> Text for analysis
◇ ◇ ◇ ◇ ◇ ◇ ◇

9 Benchmarks: What Happens When a Coding Agent Can Search Research Papers

Try Paper Lantern: paperlantern.ai/code - join 300+ engineers and researchers already using it.

Paper Lantern is an MCP server that gives AI coding agents access to 2M+ computer science research papers. For each query, it reasons over hundreds of papers, finds multiple candidates for your problem, evaluates their limitations and applicability to your specific setting, and returns implementation-ready guidance – hyperparameters, failure modes, what to watch out for.

Our previous experiment showed Paper Lantern improving ML research – the agent found better architecture and optimization choices by reading recent papers. But does it help with everyday software engineering too?

We ran 9 tasks – writing tests, generating SQL, reviewing PRs, classifying text, extracting data from documents. Tasks developers do every week. Same coding agent (Claude Opus 4.6), same data, same evaluation. The agent writes code that calls Gemini Flash 3 as the task model. The only variable: whether the agent could search research papers before choosing its approach.

◇ ◇ ◇ ◇ ◇ ◇ ◇

> Task instructions
Rewrite the passage on coding agents and research papers from "9 Benchmarks: What" to "watch out for.", replacing "Paper Lantern" with "Lantern".

> Collected data
◇ ◇ ◇ ◇ ◇ ◇ ◇

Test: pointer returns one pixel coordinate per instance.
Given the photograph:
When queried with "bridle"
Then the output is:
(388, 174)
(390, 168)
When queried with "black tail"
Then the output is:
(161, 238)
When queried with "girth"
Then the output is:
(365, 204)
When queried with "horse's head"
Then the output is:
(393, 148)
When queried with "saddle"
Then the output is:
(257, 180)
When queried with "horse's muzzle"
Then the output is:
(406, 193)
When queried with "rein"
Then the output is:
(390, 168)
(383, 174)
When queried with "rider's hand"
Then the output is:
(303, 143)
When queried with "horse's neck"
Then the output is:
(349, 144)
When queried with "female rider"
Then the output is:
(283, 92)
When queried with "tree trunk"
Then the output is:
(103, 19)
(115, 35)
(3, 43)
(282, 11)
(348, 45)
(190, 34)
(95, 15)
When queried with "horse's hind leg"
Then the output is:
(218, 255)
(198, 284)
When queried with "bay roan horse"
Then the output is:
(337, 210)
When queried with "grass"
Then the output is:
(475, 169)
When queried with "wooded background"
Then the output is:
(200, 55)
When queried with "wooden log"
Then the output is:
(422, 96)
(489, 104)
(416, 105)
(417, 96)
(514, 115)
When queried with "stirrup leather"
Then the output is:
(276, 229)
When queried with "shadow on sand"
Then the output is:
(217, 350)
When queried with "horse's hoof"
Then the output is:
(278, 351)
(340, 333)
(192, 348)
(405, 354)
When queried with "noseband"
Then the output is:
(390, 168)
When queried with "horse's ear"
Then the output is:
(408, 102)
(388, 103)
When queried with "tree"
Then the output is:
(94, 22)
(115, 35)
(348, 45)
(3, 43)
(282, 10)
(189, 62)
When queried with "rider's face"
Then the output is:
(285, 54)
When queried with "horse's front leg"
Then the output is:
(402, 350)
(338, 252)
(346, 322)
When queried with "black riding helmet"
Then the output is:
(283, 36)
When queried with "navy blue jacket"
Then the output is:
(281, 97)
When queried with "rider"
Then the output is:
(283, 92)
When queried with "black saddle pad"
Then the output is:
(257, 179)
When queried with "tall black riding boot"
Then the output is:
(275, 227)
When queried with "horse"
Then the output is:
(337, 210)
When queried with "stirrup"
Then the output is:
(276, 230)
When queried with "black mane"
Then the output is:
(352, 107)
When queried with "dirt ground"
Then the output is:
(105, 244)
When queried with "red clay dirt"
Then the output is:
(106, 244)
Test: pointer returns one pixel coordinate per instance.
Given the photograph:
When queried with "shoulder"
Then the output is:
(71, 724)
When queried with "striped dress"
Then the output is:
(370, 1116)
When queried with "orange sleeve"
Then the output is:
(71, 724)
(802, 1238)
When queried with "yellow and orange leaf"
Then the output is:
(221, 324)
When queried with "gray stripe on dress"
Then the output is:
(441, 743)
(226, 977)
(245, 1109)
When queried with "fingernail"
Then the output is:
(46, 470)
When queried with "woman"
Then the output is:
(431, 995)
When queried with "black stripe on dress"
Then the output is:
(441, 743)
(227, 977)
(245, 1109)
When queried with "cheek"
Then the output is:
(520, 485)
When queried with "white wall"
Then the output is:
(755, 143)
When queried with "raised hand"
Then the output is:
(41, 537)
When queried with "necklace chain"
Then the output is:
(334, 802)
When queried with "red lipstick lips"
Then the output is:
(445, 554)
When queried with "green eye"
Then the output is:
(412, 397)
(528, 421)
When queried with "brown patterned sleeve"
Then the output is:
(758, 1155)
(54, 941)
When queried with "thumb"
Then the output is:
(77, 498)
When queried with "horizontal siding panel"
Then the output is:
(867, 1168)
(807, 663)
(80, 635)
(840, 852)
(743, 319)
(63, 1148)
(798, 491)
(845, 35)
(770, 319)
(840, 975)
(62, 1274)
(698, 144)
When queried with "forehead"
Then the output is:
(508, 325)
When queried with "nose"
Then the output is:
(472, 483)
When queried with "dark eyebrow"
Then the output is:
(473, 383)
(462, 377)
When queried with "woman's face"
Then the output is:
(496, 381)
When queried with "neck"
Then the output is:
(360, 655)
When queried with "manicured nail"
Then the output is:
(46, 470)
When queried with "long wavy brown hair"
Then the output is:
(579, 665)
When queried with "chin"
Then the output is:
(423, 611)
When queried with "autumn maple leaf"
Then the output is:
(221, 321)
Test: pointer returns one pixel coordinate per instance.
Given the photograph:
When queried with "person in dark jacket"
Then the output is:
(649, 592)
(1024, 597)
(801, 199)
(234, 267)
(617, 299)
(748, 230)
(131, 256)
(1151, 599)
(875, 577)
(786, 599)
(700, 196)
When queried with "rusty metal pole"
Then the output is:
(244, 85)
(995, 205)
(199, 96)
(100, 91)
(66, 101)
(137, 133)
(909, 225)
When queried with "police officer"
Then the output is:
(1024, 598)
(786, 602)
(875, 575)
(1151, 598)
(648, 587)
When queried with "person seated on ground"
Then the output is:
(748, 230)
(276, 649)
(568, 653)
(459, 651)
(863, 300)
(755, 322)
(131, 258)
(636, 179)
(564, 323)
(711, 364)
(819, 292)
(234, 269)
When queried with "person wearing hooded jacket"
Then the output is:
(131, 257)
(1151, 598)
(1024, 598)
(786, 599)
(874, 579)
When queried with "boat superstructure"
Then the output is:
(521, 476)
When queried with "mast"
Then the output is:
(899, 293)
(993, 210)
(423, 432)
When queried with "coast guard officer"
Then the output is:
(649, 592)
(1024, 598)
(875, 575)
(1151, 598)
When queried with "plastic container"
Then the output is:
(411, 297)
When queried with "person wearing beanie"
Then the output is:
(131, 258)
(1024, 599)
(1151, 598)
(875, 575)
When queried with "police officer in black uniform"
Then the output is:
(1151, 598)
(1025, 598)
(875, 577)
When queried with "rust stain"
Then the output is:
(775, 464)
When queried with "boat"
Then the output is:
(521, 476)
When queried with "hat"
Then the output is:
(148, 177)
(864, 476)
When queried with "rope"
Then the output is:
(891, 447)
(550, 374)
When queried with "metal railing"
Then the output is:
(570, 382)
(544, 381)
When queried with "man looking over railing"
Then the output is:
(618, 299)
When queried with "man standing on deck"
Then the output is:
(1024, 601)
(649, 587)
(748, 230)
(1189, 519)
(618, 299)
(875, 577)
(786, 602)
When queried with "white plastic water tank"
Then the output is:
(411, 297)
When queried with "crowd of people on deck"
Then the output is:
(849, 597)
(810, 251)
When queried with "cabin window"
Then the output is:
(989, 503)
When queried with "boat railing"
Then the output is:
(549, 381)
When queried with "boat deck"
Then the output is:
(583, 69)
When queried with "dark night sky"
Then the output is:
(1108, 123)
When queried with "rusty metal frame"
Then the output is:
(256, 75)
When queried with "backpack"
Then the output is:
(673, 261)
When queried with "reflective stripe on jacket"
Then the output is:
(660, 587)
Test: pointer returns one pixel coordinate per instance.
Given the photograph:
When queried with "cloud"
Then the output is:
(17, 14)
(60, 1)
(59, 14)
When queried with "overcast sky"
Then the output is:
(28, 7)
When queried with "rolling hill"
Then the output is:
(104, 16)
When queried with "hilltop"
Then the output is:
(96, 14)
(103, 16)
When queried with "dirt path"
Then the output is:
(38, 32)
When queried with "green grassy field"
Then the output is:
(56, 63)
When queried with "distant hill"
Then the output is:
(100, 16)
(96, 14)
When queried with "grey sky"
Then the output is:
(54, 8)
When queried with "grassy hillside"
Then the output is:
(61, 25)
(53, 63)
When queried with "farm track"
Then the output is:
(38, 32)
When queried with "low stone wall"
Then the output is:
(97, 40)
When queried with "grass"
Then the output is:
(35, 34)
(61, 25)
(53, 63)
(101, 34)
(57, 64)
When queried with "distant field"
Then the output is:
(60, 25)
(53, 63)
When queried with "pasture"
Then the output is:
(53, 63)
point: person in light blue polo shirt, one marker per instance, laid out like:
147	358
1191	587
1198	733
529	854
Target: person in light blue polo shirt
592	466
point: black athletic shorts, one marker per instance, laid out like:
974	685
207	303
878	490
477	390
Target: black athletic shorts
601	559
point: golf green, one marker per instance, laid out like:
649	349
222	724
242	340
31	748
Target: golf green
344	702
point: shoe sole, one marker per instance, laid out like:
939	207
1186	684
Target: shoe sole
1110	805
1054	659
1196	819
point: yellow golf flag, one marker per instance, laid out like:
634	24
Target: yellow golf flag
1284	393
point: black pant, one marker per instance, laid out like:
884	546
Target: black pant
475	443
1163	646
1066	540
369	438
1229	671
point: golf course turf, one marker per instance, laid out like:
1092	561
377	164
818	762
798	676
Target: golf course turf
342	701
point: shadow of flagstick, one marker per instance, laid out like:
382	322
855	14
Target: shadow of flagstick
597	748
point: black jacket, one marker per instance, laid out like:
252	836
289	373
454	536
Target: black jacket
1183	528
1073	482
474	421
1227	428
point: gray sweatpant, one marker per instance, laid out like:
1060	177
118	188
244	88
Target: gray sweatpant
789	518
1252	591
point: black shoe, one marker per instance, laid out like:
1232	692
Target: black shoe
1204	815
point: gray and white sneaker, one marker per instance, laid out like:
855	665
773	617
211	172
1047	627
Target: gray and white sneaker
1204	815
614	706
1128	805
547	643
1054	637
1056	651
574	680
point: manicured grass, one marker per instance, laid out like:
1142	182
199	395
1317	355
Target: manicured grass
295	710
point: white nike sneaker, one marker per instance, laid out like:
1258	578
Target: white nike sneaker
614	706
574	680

◇ ◇ ◇ ◇ ◇ ◇ ◇

> Output of the exercise
9 Benchmarks: What Happens When a Coding Agent Can Search Research Papers

Try Lantern: paperlantern.ai/code - join 300+ engineers and researchers already using it.

Lantern is an MCP server that gives AI coding agents access to 2M+ computer science research papers. For each query, it reasons over hundreds of papers, finds multiple candidates for your problem, evaluates their limitations and applicability to your specific setting, and returns implementation-ready guidance – hyperparameters, failure modes, what to watch out for.